#### Selected excerpt:
Credit, Money and Spending
Economies are simple to understand --- its the aggregate sum of transactions in a given year.
More transactions equates to more spending and a larger economy.
Spenders rely on income or credit to make transactions.
Incomes are easy to measure and anticipate but credit is difficult since it relies on various coincident and perceived factors from banks and borrowers.
Examples include:
Bank perception of its book equity and loss provisioning
Borrower expectation of future asset prices and incomes
Hurdle rates on investment opportunities
Credit creation cycles are what move economies off of trend growth.
Changes in credit is important because it represents new spending and money in the economy - credit lubricates the economic engine.
Only bank lending creates money in an economy via fractional lending - review this for a more detailed overview.
Monitoring credit creation is core to finding flow and systemic potholes in markets.
Banks apathetic to credit creation means less transactions and less money in the economy.
M2 today
Money is created from bank lending --- let's see where we are today.
After robust money creation in 2020/21 --- YTD M2 growth has stalled.
This tells me credit intermediation has been weak (espeically inflation adjusted) which directly influences transactions.
Is it early? Yes.
Can M2 rebound as it has seasonally in prior years? Yes.
But it will be harder to see the same sort of M2 growth given where leading edge nominal rates / business conditions are currently.
On a YoY basis - growth has already trended below the 10yr average.
Lower M2 growth would be associated with transactions, money and inflation.
Loans Today
Bill Ackman had recent tweet storm where we suggested M2 will continue to grow despite QT and higher rates being prevalent.
So far that has not been correct year-to-date with below current run-rate interest rates and at much higher asset prices.
But this assumption lacks insight into the types of loans banks have and continue to make.
Remember if you can anticipate rate of change in bank lending you can anticipate transactions/spending and M2.
Here are some observations:
Real estate touches 40% of loan stock
C&I / other loans are ~40% of loan stock
Consumer loans (credit card / auto) are only 14% of loan stock
Homebuilders / REITs companies have gotten crushed as higher mortgage rates pressure affordability and construction - it's highly likely we see a large drop off in real estate credit creation.
Homebuilders vs New Starts
It's clear that sales / new starts will collapse from 2021 levels as inventories normalize.
Given how tight the inventory picture is today --- this will happen over quarters not months/weeks.
Additionally - when yield curves invert the market sends a signal to banks to withdraw from lending and hold cash instead.
The business environment today is perceived as complex and uncertain - that makes extending credit is a risky business.

#### What you will do:
• A. In the piece on credit, money and spending, what share of loan stock do consumer loans account for?
• B. From the piece on credit, money and spending, copy the stretch from "Here are some" through "estate credit creation." word for word.
The data that comes next has no connection to the piece on credit, money and spending.

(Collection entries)
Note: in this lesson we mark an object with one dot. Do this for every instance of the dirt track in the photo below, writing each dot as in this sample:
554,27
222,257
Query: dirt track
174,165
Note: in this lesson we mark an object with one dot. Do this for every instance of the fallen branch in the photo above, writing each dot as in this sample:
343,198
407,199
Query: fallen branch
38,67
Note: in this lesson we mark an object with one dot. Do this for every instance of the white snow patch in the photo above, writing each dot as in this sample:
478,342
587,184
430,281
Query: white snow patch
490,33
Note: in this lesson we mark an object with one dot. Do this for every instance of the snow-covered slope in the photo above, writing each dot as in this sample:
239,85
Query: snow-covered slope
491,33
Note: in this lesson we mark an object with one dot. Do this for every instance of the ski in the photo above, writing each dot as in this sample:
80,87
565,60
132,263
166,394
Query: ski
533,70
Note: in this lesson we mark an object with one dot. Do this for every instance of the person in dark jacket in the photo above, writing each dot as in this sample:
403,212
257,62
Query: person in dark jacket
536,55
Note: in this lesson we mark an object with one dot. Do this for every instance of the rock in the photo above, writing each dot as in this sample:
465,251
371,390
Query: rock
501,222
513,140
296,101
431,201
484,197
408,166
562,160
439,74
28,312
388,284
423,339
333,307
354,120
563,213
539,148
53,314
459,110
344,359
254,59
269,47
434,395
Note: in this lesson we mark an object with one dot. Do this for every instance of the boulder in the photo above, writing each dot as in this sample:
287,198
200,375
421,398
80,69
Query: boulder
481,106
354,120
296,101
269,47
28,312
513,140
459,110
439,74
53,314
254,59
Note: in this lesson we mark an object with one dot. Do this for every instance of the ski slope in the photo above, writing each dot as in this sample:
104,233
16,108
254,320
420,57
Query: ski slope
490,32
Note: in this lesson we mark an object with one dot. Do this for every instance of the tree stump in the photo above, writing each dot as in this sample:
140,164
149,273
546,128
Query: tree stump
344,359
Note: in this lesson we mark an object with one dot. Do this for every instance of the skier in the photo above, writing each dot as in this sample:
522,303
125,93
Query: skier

#### Exercise results:
• A. Consumer loans (credit card and auto) are only 14% of loan stock.

• B.
Here are some observations:
Real estate touches 40% of loan stock
C&I / other loans are ~40% of loan stock
Consumer loans (credit card / auto) are only 14% of loan stock
Homebuilders / REITs companies have gotten crushed as higher mortgage rates pressure affordability and construction - it's highly likely we see a large drop off in real estate credit creation.